### DIRECTION
Extract every line of the material below that contains the word "statue".
------
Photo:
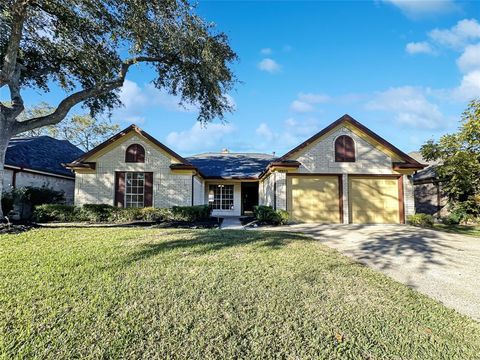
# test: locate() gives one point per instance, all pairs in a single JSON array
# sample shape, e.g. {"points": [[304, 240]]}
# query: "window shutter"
{"points": [[344, 149], [120, 189], [135, 153], [339, 149], [349, 148], [148, 200]]}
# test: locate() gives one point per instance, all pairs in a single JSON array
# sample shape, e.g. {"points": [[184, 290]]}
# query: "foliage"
{"points": [[191, 213], [424, 220], [113, 293], [81, 48], [81, 130], [55, 212], [97, 213], [459, 156], [284, 216], [266, 215], [7, 202]]}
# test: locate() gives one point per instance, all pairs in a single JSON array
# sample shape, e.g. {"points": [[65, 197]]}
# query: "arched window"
{"points": [[344, 149], [135, 153]]}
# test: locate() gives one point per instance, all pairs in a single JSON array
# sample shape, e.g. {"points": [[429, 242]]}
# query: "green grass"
{"points": [[459, 229], [200, 294]]}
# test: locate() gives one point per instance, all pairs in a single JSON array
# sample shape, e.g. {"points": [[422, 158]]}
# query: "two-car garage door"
{"points": [[371, 199], [374, 200]]}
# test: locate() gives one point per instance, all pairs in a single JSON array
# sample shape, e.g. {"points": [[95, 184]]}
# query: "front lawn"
{"points": [[209, 294], [460, 229]]}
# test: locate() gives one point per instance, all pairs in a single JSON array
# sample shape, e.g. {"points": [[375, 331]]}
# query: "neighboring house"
{"points": [[37, 162], [429, 197], [343, 174]]}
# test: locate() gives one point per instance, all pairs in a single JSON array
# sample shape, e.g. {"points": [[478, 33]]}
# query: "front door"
{"points": [[249, 196]]}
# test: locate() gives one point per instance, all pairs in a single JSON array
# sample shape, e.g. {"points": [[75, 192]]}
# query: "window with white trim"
{"points": [[134, 189], [222, 196]]}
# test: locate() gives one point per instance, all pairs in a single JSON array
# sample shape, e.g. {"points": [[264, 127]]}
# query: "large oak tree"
{"points": [[86, 48]]}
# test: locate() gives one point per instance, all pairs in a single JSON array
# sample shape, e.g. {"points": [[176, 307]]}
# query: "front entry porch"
{"points": [[231, 197]]}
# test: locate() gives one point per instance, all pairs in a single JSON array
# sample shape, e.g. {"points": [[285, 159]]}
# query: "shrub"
{"points": [[97, 212], [266, 215], [7, 202], [283, 216], [423, 220], [191, 213], [55, 212]]}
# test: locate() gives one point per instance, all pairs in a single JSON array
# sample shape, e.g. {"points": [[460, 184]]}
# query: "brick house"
{"points": [[343, 174]]}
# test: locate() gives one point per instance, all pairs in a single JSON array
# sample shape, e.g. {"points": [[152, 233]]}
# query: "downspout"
{"points": [[193, 190], [274, 190]]}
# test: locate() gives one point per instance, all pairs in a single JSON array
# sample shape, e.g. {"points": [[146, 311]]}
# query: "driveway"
{"points": [[441, 265]]}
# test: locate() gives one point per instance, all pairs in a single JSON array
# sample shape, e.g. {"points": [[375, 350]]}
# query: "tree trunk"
{"points": [[6, 132]]}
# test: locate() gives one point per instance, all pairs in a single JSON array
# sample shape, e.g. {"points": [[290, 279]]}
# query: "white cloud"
{"points": [[422, 8], [269, 65], [200, 137], [266, 51], [419, 48], [470, 59], [301, 106], [469, 88], [291, 133], [305, 102], [264, 131], [410, 106], [312, 98], [458, 36]]}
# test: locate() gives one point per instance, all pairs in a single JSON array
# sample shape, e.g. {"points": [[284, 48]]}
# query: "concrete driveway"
{"points": [[441, 265]]}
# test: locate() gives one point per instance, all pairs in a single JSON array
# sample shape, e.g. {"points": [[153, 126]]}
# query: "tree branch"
{"points": [[11, 54], [70, 101]]}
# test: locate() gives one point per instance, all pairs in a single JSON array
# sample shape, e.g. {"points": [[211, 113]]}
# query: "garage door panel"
{"points": [[314, 199], [374, 200]]}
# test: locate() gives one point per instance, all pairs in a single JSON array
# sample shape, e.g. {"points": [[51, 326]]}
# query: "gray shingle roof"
{"points": [[42, 153], [231, 165]]}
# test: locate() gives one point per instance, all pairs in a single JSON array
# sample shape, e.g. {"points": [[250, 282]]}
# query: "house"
{"points": [[37, 162], [429, 197], [343, 174]]}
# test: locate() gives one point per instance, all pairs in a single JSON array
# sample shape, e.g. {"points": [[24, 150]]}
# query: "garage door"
{"points": [[314, 199], [374, 200]]}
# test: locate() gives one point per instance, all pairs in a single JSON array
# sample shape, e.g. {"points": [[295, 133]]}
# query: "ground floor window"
{"points": [[222, 196], [135, 190]]}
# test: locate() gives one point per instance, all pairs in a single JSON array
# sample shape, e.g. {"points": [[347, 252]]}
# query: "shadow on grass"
{"points": [[207, 241]]}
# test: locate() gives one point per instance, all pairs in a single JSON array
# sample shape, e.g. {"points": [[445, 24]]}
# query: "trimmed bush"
{"points": [[423, 220], [191, 213], [266, 215], [97, 212], [55, 212], [7, 202], [284, 216]]}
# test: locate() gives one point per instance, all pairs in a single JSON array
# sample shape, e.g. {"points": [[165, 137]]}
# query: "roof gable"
{"points": [[361, 130], [120, 137]]}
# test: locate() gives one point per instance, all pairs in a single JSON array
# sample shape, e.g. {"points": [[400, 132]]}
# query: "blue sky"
{"points": [[404, 69]]}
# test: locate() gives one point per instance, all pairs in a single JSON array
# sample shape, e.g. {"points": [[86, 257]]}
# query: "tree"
{"points": [[459, 156], [82, 130], [87, 47]]}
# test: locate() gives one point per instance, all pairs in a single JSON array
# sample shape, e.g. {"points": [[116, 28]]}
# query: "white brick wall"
{"points": [[320, 158], [169, 189], [237, 198]]}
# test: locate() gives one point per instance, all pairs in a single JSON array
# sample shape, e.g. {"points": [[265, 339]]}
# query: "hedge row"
{"points": [[107, 213], [267, 215]]}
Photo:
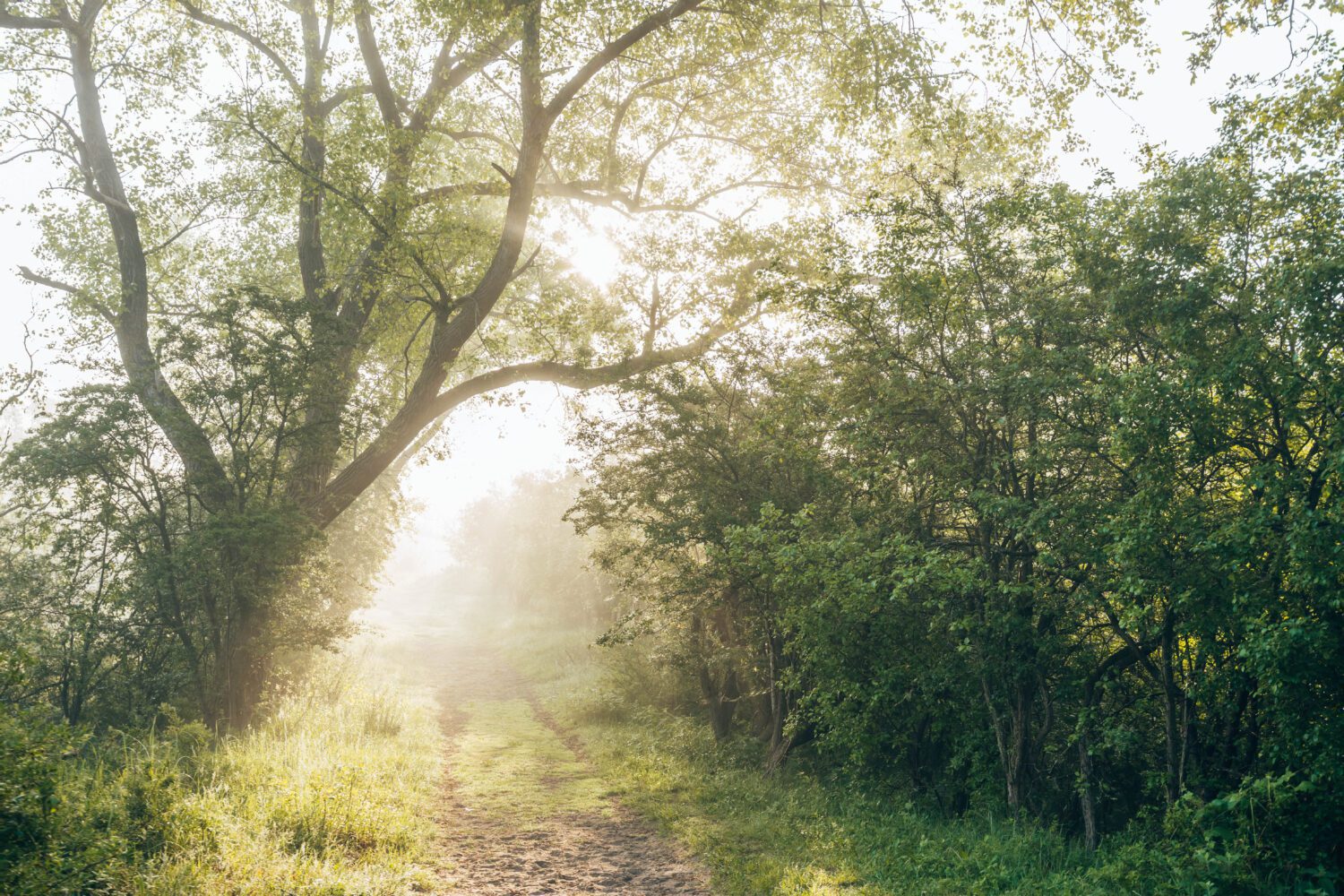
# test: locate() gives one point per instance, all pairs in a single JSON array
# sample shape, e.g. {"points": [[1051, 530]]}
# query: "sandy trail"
{"points": [[521, 812]]}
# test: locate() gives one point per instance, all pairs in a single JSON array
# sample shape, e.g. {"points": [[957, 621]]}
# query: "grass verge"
{"points": [[331, 796], [801, 833]]}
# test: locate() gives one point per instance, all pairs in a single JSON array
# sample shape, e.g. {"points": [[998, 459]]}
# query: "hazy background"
{"points": [[491, 445]]}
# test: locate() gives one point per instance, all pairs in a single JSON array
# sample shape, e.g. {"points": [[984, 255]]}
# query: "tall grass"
{"points": [[331, 794]]}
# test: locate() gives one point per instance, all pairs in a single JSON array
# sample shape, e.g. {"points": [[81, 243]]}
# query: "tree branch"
{"points": [[193, 11], [382, 88]]}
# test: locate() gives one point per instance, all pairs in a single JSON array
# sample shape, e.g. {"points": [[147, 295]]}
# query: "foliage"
{"points": [[332, 791], [1053, 527]]}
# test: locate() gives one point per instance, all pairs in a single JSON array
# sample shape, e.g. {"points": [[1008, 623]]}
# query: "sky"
{"points": [[491, 445]]}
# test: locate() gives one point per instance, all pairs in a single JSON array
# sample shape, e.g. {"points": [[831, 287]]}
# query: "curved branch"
{"points": [[193, 11]]}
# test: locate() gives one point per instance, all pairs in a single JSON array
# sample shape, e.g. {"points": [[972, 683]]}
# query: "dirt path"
{"points": [[521, 812]]}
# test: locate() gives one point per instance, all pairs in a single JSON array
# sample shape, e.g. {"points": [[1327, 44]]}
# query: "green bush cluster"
{"points": [[328, 794]]}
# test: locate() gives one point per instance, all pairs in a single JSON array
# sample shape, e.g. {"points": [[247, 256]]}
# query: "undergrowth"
{"points": [[330, 796], [811, 831]]}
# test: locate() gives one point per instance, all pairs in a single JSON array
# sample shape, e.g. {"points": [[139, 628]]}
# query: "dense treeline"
{"points": [[1045, 516]]}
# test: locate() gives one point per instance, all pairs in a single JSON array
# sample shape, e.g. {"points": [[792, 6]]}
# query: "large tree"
{"points": [[314, 228]]}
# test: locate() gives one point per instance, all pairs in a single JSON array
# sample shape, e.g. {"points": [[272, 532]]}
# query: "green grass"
{"points": [[801, 833], [511, 767], [333, 794]]}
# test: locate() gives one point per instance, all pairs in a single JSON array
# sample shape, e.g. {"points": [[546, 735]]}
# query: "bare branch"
{"points": [[382, 88]]}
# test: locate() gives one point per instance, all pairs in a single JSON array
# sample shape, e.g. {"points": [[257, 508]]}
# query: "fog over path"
{"points": [[521, 812]]}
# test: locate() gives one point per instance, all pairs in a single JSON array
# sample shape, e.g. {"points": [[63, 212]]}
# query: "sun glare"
{"points": [[593, 253]]}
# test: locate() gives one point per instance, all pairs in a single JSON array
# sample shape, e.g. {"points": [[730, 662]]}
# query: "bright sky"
{"points": [[491, 444]]}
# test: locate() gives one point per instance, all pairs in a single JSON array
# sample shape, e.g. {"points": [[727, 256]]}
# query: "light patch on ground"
{"points": [[508, 766]]}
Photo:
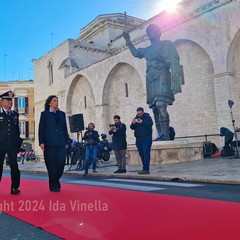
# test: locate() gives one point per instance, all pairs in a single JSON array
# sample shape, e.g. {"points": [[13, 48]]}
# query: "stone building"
{"points": [[96, 75]]}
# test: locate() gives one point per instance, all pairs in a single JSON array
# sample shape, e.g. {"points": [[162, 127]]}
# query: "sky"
{"points": [[31, 28]]}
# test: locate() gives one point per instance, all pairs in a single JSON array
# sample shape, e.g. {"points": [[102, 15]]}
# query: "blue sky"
{"points": [[29, 28]]}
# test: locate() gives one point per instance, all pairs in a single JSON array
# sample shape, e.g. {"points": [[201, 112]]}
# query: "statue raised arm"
{"points": [[164, 76]]}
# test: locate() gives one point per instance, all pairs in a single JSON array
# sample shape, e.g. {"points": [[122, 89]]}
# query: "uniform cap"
{"points": [[7, 95]]}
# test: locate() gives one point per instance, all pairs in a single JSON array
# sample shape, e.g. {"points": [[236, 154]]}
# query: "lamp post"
{"points": [[230, 104], [5, 66]]}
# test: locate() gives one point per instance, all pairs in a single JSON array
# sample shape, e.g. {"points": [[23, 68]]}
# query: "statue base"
{"points": [[168, 152]]}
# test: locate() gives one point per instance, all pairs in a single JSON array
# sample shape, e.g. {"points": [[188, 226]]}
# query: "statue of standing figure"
{"points": [[164, 76]]}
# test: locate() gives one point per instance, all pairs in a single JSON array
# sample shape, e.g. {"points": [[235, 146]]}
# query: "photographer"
{"points": [[228, 138], [119, 143], [142, 126], [91, 138]]}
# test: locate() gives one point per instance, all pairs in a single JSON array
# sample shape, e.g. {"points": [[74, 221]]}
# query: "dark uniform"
{"points": [[53, 134], [10, 141]]}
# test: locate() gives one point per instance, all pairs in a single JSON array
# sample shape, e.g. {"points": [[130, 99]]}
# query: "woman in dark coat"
{"points": [[53, 140], [119, 143]]}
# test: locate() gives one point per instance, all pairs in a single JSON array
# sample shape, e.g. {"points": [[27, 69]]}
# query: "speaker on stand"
{"points": [[76, 124]]}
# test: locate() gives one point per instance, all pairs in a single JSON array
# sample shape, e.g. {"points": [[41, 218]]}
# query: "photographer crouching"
{"points": [[91, 138], [119, 143]]}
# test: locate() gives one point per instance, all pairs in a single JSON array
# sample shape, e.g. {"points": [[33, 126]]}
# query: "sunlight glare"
{"points": [[168, 5]]}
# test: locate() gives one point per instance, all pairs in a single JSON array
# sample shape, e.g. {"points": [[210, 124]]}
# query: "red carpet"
{"points": [[120, 214]]}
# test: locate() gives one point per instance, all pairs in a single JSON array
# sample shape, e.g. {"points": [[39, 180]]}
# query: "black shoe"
{"points": [[143, 172], [15, 191]]}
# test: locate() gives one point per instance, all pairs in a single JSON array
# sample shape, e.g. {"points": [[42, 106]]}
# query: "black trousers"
{"points": [[15, 173], [54, 157]]}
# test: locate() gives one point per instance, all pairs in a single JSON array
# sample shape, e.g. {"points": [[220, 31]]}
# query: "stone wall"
{"points": [[206, 35]]}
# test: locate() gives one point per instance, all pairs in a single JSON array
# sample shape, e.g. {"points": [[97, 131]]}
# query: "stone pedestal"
{"points": [[167, 152]]}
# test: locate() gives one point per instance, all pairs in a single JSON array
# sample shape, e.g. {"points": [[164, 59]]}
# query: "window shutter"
{"points": [[27, 129], [26, 105], [16, 104]]}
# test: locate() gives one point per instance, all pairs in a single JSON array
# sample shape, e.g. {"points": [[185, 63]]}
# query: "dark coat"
{"points": [[227, 134], [53, 129], [119, 141], [91, 137], [143, 129], [9, 131]]}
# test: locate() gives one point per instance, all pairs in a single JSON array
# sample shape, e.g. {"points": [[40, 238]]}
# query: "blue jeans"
{"points": [[91, 152], [144, 149]]}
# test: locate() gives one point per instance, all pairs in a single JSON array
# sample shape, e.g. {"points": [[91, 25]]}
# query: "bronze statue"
{"points": [[164, 76]]}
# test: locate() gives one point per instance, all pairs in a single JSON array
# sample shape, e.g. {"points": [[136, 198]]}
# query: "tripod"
{"points": [[230, 103]]}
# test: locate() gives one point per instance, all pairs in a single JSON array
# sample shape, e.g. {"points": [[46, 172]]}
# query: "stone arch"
{"points": [[81, 99], [122, 78], [233, 66], [194, 110]]}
------
### SOLUTION TO THE PROBLEM
# query: "statue raised arm"
# query: "statue base"
# query: "statue of standing figure"
# query: "bronze statue"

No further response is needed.